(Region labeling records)
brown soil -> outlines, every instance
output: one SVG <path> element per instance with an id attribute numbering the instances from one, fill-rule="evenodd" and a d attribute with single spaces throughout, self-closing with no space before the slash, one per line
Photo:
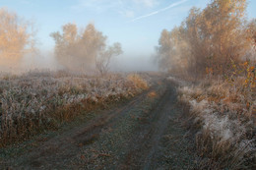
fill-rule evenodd
<path id="1" fill-rule="evenodd" d="M 174 85 L 156 82 L 79 126 L 37 138 L 23 149 L 2 149 L 0 169 L 193 169 L 193 143 L 180 113 Z"/>

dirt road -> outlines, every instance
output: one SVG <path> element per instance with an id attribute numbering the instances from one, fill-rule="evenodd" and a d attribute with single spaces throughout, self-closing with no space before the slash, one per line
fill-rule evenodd
<path id="1" fill-rule="evenodd" d="M 79 126 L 19 149 L 3 149 L 0 165 L 10 169 L 192 169 L 193 144 L 185 138 L 176 97 L 170 82 L 158 82 L 131 101 Z"/>

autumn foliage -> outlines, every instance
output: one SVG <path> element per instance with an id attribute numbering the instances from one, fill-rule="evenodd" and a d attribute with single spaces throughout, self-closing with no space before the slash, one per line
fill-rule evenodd
<path id="1" fill-rule="evenodd" d="M 159 41 L 160 67 L 172 74 L 203 78 L 224 76 L 235 64 L 255 62 L 255 20 L 245 20 L 245 0 L 212 0 L 171 31 L 163 29 Z"/>

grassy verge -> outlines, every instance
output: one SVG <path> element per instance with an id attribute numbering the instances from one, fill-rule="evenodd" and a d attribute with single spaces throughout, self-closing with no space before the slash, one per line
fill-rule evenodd
<path id="1" fill-rule="evenodd" d="M 205 81 L 178 88 L 202 169 L 253 169 L 255 91 L 237 81 Z"/>
<path id="2" fill-rule="evenodd" d="M 57 129 L 80 114 L 107 108 L 110 103 L 133 97 L 147 88 L 147 82 L 139 75 L 102 78 L 32 72 L 19 77 L 3 76 L 0 146 Z"/>

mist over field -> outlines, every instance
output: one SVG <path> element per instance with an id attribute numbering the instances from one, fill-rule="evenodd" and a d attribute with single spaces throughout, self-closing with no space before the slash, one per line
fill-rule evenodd
<path id="1" fill-rule="evenodd" d="M 0 169 L 255 169 L 255 7 L 0 0 Z"/>

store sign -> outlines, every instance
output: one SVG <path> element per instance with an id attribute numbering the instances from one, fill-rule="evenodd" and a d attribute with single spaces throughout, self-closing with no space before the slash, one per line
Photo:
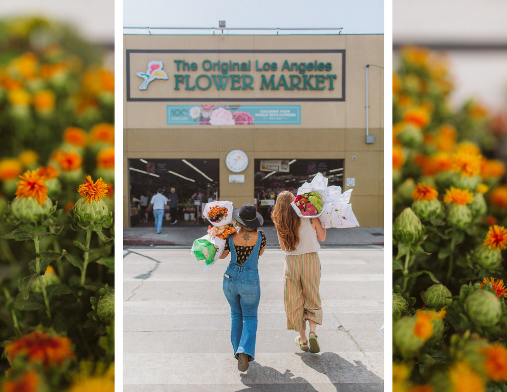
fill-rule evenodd
<path id="1" fill-rule="evenodd" d="M 299 105 L 168 105 L 168 125 L 299 125 Z"/>
<path id="2" fill-rule="evenodd" d="M 126 58 L 127 101 L 345 101 L 343 49 L 130 49 Z M 167 81 L 149 89 L 155 79 Z"/>
<path id="3" fill-rule="evenodd" d="M 261 159 L 261 170 L 288 173 L 288 159 Z"/>

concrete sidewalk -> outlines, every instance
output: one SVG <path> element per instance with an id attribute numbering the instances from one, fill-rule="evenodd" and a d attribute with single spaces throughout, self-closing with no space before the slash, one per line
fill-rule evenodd
<path id="1" fill-rule="evenodd" d="M 140 223 L 123 229 L 124 246 L 184 245 L 192 246 L 194 240 L 207 234 L 208 224 L 178 221 L 171 225 L 164 221 L 162 233 L 157 234 L 152 222 Z M 276 230 L 271 222 L 261 228 L 266 235 L 268 247 L 278 246 Z M 330 228 L 322 247 L 364 247 L 384 245 L 383 227 Z"/>
<path id="2" fill-rule="evenodd" d="M 259 260 L 256 358 L 244 373 L 232 352 L 222 289 L 229 257 L 203 273 L 190 247 L 178 247 L 124 248 L 125 392 L 383 391 L 382 246 L 319 251 L 317 354 L 300 350 L 298 333 L 285 329 L 284 255 L 267 249 Z"/>

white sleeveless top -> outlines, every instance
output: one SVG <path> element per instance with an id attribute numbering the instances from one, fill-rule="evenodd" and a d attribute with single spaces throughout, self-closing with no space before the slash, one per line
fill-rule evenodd
<path id="1" fill-rule="evenodd" d="M 285 254 L 310 253 L 320 249 L 320 244 L 317 239 L 317 232 L 310 223 L 310 219 L 308 218 L 300 218 L 300 219 L 301 224 L 299 226 L 299 243 L 295 250 L 285 252 Z"/>

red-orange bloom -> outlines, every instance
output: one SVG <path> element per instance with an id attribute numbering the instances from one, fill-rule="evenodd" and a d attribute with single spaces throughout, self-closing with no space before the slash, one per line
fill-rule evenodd
<path id="1" fill-rule="evenodd" d="M 43 205 L 48 198 L 48 187 L 44 177 L 36 170 L 27 170 L 19 178 L 21 179 L 18 182 L 16 195 L 18 198 L 33 198 Z"/>
<path id="2" fill-rule="evenodd" d="M 489 194 L 489 201 L 499 208 L 507 207 L 507 185 L 500 185 L 492 189 Z"/>
<path id="3" fill-rule="evenodd" d="M 28 370 L 15 378 L 7 378 L 2 392 L 37 392 L 40 383 L 39 375 L 34 370 Z"/>
<path id="4" fill-rule="evenodd" d="M 507 297 L 507 288 L 503 284 L 503 280 L 496 278 L 484 278 L 481 282 L 481 288 L 486 283 L 491 283 L 493 289 L 496 291 L 496 297 L 499 298 L 502 296 Z"/>
<path id="5" fill-rule="evenodd" d="M 61 366 L 65 360 L 76 356 L 69 339 L 39 331 L 9 343 L 5 350 L 13 360 L 18 355 L 25 356 L 29 362 L 40 362 L 47 368 Z"/>
<path id="6" fill-rule="evenodd" d="M 507 381 L 507 350 L 500 344 L 490 344 L 481 350 L 486 358 L 483 364 L 488 378 L 494 381 Z"/>
<path id="7" fill-rule="evenodd" d="M 81 128 L 69 126 L 63 132 L 63 141 L 78 147 L 86 145 L 88 135 Z"/>
<path id="8" fill-rule="evenodd" d="M 71 172 L 77 170 L 81 167 L 83 158 L 73 150 L 69 152 L 58 151 L 53 155 L 64 172 Z"/>
<path id="9" fill-rule="evenodd" d="M 104 148 L 97 154 L 97 167 L 99 169 L 115 168 L 114 148 Z"/>
<path id="10" fill-rule="evenodd" d="M 451 186 L 444 196 L 444 203 L 453 203 L 458 206 L 466 206 L 474 201 L 474 195 L 468 189 Z"/>
<path id="11" fill-rule="evenodd" d="M 412 192 L 412 198 L 414 200 L 434 200 L 438 196 L 438 191 L 434 186 L 423 183 L 416 185 Z"/>
<path id="12" fill-rule="evenodd" d="M 507 229 L 503 226 L 494 224 L 488 231 L 484 243 L 490 249 L 504 249 L 507 247 Z"/>
<path id="13" fill-rule="evenodd" d="M 107 185 L 102 180 L 102 177 L 94 183 L 92 178 L 87 176 L 83 183 L 78 188 L 78 191 L 81 197 L 86 199 L 86 203 L 91 203 L 94 200 L 98 202 L 107 193 Z"/>

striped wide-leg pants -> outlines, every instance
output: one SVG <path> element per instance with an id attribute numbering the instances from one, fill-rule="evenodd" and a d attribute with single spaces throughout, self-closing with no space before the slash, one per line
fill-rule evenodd
<path id="1" fill-rule="evenodd" d="M 322 324 L 319 285 L 320 260 L 316 252 L 285 255 L 283 302 L 287 329 L 306 329 L 306 320 Z"/>

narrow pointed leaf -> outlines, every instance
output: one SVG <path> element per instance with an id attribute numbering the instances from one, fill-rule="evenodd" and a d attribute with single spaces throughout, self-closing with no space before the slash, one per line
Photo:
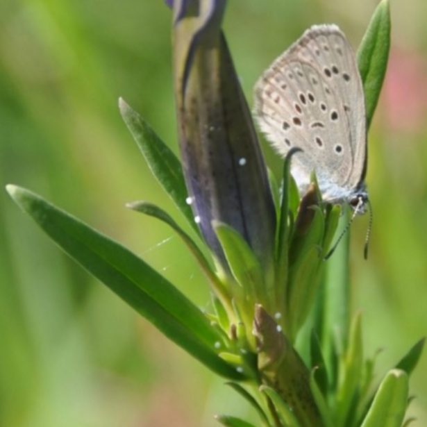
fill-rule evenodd
<path id="1" fill-rule="evenodd" d="M 351 324 L 349 346 L 340 367 L 340 385 L 337 398 L 338 426 L 345 426 L 349 419 L 362 369 L 362 320 L 360 313 L 358 313 Z"/>
<path id="2" fill-rule="evenodd" d="M 380 97 L 390 49 L 390 10 L 382 0 L 375 10 L 358 51 L 369 128 Z"/>
<path id="3" fill-rule="evenodd" d="M 267 385 L 262 385 L 260 390 L 271 401 L 279 417 L 286 427 L 301 427 L 287 403 L 274 390 Z"/>
<path id="4" fill-rule="evenodd" d="M 186 202 L 187 188 L 181 162 L 144 119 L 122 98 L 122 117 L 142 153 L 151 172 L 183 212 L 192 228 L 200 234 L 191 207 Z"/>
<path id="5" fill-rule="evenodd" d="M 311 367 L 315 370 L 312 371 L 312 376 L 316 380 L 319 389 L 324 394 L 328 392 L 328 371 L 325 365 L 320 342 L 315 330 L 312 330 L 310 340 Z"/>
<path id="6" fill-rule="evenodd" d="M 142 260 L 39 196 L 15 185 L 16 203 L 56 243 L 167 337 L 212 371 L 241 378 L 215 351 L 224 337 L 192 303 Z"/>
<path id="7" fill-rule="evenodd" d="M 316 405 L 319 408 L 319 412 L 323 421 L 324 427 L 334 427 L 334 424 L 331 419 L 331 414 L 329 408 L 328 408 L 328 403 L 325 399 L 325 395 L 322 393 L 321 390 L 317 385 L 317 380 L 315 378 L 316 371 L 318 369 L 314 369 L 311 371 L 310 376 L 310 387 L 311 388 L 311 392 L 313 394 Z"/>
<path id="8" fill-rule="evenodd" d="M 262 270 L 248 244 L 235 230 L 225 224 L 215 221 L 214 228 L 237 283 L 245 290 L 252 290 L 254 296 L 261 298 L 264 290 Z"/>
<path id="9" fill-rule="evenodd" d="M 216 415 L 215 419 L 226 427 L 255 427 L 253 424 L 231 415 Z"/>
<path id="10" fill-rule="evenodd" d="M 276 231 L 276 297 L 277 308 L 280 311 L 286 303 L 287 279 L 289 259 L 289 199 L 290 161 L 294 153 L 299 149 L 292 149 L 283 162 L 282 176 L 282 194 L 280 201 L 278 221 Z"/>
<path id="11" fill-rule="evenodd" d="M 405 371 L 408 375 L 410 375 L 419 360 L 425 341 L 426 338 L 420 340 L 396 365 L 396 369 Z"/>
<path id="12" fill-rule="evenodd" d="M 392 369 L 383 380 L 361 427 L 401 427 L 408 404 L 406 372 Z"/>
<path id="13" fill-rule="evenodd" d="M 262 420 L 262 425 L 268 426 L 269 421 L 264 412 L 264 410 L 261 408 L 260 404 L 256 401 L 255 398 L 249 393 L 242 385 L 237 384 L 237 383 L 227 383 L 227 385 L 229 385 L 231 388 L 235 390 L 240 396 L 242 396 L 247 402 L 249 403 L 251 406 L 253 408 L 256 412 L 258 412 L 260 418 Z"/>
<path id="14" fill-rule="evenodd" d="M 183 239 L 192 253 L 194 256 L 203 271 L 206 274 L 210 284 L 217 295 L 220 296 L 221 301 L 228 304 L 230 312 L 232 308 L 230 303 L 228 296 L 224 288 L 222 283 L 219 281 L 217 276 L 212 269 L 209 262 L 202 253 L 199 246 L 194 243 L 193 240 L 175 222 L 171 216 L 160 209 L 158 206 L 147 201 L 135 201 L 126 205 L 128 208 L 140 212 L 146 215 L 154 217 L 171 226 Z"/>

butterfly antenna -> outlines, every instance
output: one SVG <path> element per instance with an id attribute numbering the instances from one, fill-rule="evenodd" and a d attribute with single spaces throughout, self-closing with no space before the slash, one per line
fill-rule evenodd
<path id="1" fill-rule="evenodd" d="M 351 223 L 353 222 L 354 219 L 356 217 L 356 215 L 359 213 L 359 209 L 360 208 L 360 206 L 362 206 L 362 204 L 363 204 L 363 199 L 362 199 L 362 197 L 359 197 L 359 203 L 358 203 L 358 206 L 355 207 L 355 209 L 354 210 L 354 212 L 353 212 L 353 215 L 351 215 L 351 218 L 350 218 L 350 220 L 347 223 L 347 225 L 346 226 L 345 228 L 342 231 L 341 234 L 340 235 L 340 237 L 337 239 L 337 241 L 335 242 L 335 244 L 332 246 L 332 248 L 330 248 L 330 249 L 329 250 L 329 252 L 326 253 L 326 256 L 324 258 L 325 261 L 327 259 L 328 259 L 330 257 L 330 256 L 335 252 L 335 249 L 337 249 L 337 246 L 338 246 L 338 244 L 340 243 L 340 242 L 341 242 L 341 239 L 342 239 L 345 233 L 347 233 L 347 231 L 349 231 L 349 228 L 350 228 Z"/>
<path id="2" fill-rule="evenodd" d="M 367 199 L 368 208 L 369 208 L 369 222 L 368 224 L 368 229 L 366 231 L 366 237 L 365 238 L 365 246 L 363 248 L 363 256 L 365 260 L 368 259 L 368 246 L 371 240 L 371 232 L 372 231 L 372 205 L 369 199 Z"/>

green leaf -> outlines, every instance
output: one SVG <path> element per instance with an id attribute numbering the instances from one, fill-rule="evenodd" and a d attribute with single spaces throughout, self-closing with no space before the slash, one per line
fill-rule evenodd
<path id="1" fill-rule="evenodd" d="M 278 217 L 278 212 L 280 210 L 280 190 L 277 184 L 277 181 L 274 174 L 271 169 L 267 169 L 269 184 L 270 185 L 270 190 L 271 191 L 271 196 L 273 197 L 273 202 L 274 203 L 274 208 L 276 209 L 276 215 Z"/>
<path id="2" fill-rule="evenodd" d="M 321 392 L 326 394 L 328 389 L 328 371 L 325 365 L 321 349 L 320 348 L 320 342 L 317 334 L 315 330 L 312 330 L 311 333 L 311 344 L 310 355 L 311 355 L 311 367 L 315 370 L 312 372 L 314 379 L 319 387 Z"/>
<path id="3" fill-rule="evenodd" d="M 318 381 L 315 378 L 317 371 L 318 371 L 318 369 L 315 368 L 312 369 L 310 376 L 310 387 L 311 389 L 311 392 L 313 394 L 316 405 L 320 412 L 324 427 L 333 427 L 334 424 L 331 419 L 330 411 L 328 408 L 328 403 L 326 403 L 324 394 L 319 387 Z"/>
<path id="4" fill-rule="evenodd" d="M 359 71 L 363 83 L 369 128 L 380 97 L 390 49 L 390 10 L 382 0 L 372 15 L 358 51 Z"/>
<path id="5" fill-rule="evenodd" d="M 424 346 L 426 338 L 420 340 L 415 345 L 403 356 L 402 360 L 396 365 L 396 369 L 405 371 L 408 375 L 410 375 L 415 369 Z"/>
<path id="6" fill-rule="evenodd" d="M 269 426 L 269 421 L 264 412 L 264 410 L 261 408 L 260 404 L 256 401 L 255 398 L 249 393 L 242 385 L 237 383 L 227 383 L 227 385 L 229 385 L 231 388 L 235 390 L 240 396 L 242 396 L 247 402 L 249 403 L 251 406 L 253 408 L 258 412 L 260 418 L 262 420 L 263 426 Z"/>
<path id="7" fill-rule="evenodd" d="M 282 194 L 280 201 L 280 211 L 278 215 L 276 245 L 276 298 L 277 311 L 283 310 L 287 293 L 287 281 L 289 259 L 289 199 L 290 199 L 290 169 L 292 157 L 299 149 L 293 148 L 286 156 L 283 162 L 282 176 Z"/>
<path id="8" fill-rule="evenodd" d="M 340 388 L 337 396 L 337 426 L 346 426 L 349 414 L 358 390 L 363 369 L 362 317 L 358 313 L 350 328 L 349 346 L 340 370 Z"/>
<path id="9" fill-rule="evenodd" d="M 215 419 L 226 427 L 255 427 L 253 424 L 230 415 L 215 415 Z"/>
<path id="10" fill-rule="evenodd" d="M 8 185 L 16 203 L 72 258 L 215 372 L 241 379 L 217 354 L 224 337 L 199 308 L 142 260 L 80 220 L 24 188 Z"/>
<path id="11" fill-rule="evenodd" d="M 265 302 L 262 269 L 243 237 L 229 226 L 214 221 L 213 226 L 230 269 L 244 292 L 255 301 Z"/>
<path id="12" fill-rule="evenodd" d="M 179 160 L 145 120 L 122 98 L 119 99 L 119 106 L 122 117 L 151 172 L 199 235 L 191 207 L 186 202 L 188 192 Z"/>
<path id="13" fill-rule="evenodd" d="M 340 205 L 333 205 L 330 206 L 330 210 L 326 215 L 325 233 L 322 244 L 323 253 L 321 254 L 321 257 L 324 258 L 329 251 L 333 239 L 336 234 L 341 211 L 342 208 Z"/>
<path id="14" fill-rule="evenodd" d="M 361 427 L 401 427 L 408 395 L 406 372 L 392 369 L 383 380 Z"/>
<path id="15" fill-rule="evenodd" d="M 223 284 L 219 280 L 215 273 L 212 269 L 209 262 L 208 262 L 206 258 L 202 253 L 201 251 L 199 249 L 199 246 L 194 243 L 192 239 L 175 222 L 175 221 L 165 212 L 162 209 L 160 209 L 158 206 L 153 205 L 147 201 L 134 201 L 131 203 L 128 203 L 126 206 L 133 210 L 140 212 L 146 215 L 154 217 L 163 222 L 165 222 L 170 226 L 183 239 L 184 243 L 187 245 L 192 253 L 194 256 L 194 258 L 199 262 L 199 265 L 206 274 L 206 276 L 209 279 L 211 286 L 217 295 L 218 295 L 221 301 L 226 306 L 228 313 L 233 312 L 233 308 L 230 302 L 230 298 L 227 294 L 226 290 Z"/>
<path id="16" fill-rule="evenodd" d="M 340 235 L 347 226 L 349 209 L 344 206 L 336 235 Z M 350 248 L 349 230 L 344 235 L 333 255 L 326 262 L 326 269 L 321 285 L 323 303 L 321 308 L 322 331 L 319 334 L 322 353 L 330 374 L 331 385 L 337 376 L 337 351 L 347 345 L 350 324 L 350 279 L 349 254 Z"/>
<path id="17" fill-rule="evenodd" d="M 286 427 L 301 427 L 287 403 L 271 387 L 262 385 L 260 390 L 271 401 L 277 413 Z"/>

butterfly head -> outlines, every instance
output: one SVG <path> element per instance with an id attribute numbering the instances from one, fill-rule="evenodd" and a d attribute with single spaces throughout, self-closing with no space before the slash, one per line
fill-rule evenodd
<path id="1" fill-rule="evenodd" d="M 355 216 L 362 215 L 366 212 L 369 204 L 368 193 L 365 190 L 358 191 L 349 197 L 348 202 L 350 206 L 351 206 Z"/>

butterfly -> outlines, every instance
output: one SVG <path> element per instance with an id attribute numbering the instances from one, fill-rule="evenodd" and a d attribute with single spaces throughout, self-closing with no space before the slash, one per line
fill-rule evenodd
<path id="1" fill-rule="evenodd" d="M 315 25 L 281 55 L 255 86 L 256 119 L 282 156 L 300 149 L 291 171 L 304 192 L 315 171 L 324 201 L 369 203 L 367 124 L 355 54 L 335 24 Z"/>

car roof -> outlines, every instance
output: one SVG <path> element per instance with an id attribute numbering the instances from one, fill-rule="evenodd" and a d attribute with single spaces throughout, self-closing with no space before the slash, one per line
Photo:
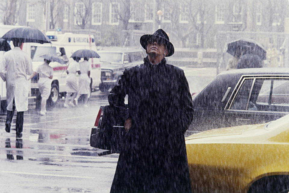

• TASK OBJECTIVE: Output the lines from the one containing "grassy verge -> outlines, every instance" through the one containing "261 159 L 261" as a numbered list, leaving out blank lines and pictures.

• RESPONSE TO THE EXERCISE:
1. grassy verge -> outlines, every instance
2. output: one SVG <path> element per instance with an id attribute numbering the instances from one, fill-rule="evenodd" and a d attribute with single spaces throughout, self-closing with no space before the slash, one per line
3. fill-rule evenodd
4. <path id="1" fill-rule="evenodd" d="M 205 81 L 178 88 L 202 169 L 253 169 L 255 91 L 237 81 Z"/>
5. <path id="2" fill-rule="evenodd" d="M 57 129 L 80 114 L 107 108 L 110 103 L 133 97 L 147 88 L 147 82 L 139 75 L 102 78 L 32 72 L 19 77 L 3 76 L 0 146 Z"/>
6. mist over field -> outlines, every instance
7. output: one SVG <path> element per instance with an id attribute numbering the instances from one, fill-rule="evenodd" and a d attribute with single spaces throughout, self-closing with no space before the slash, one per line
8. fill-rule evenodd
9. <path id="1" fill-rule="evenodd" d="M 0 169 L 255 169 L 255 7 L 0 0 Z"/>
10. store sign -> outlines, every instance
11. output: one SVG <path> element per instance with an id attribute numbering the instances from one, fill-rule="evenodd" and a d attribute with single spaces throughout, self-closing with no space before the slash, one per line
12. Photo:
13. fill-rule evenodd
14. <path id="1" fill-rule="evenodd" d="M 299 105 L 168 105 L 168 125 L 299 125 Z"/>
15. <path id="2" fill-rule="evenodd" d="M 126 58 L 127 101 L 345 101 L 343 49 L 130 49 Z M 167 81 L 149 89 L 155 79 Z"/>
16. <path id="3" fill-rule="evenodd" d="M 261 159 L 261 170 L 288 173 L 288 159 Z"/>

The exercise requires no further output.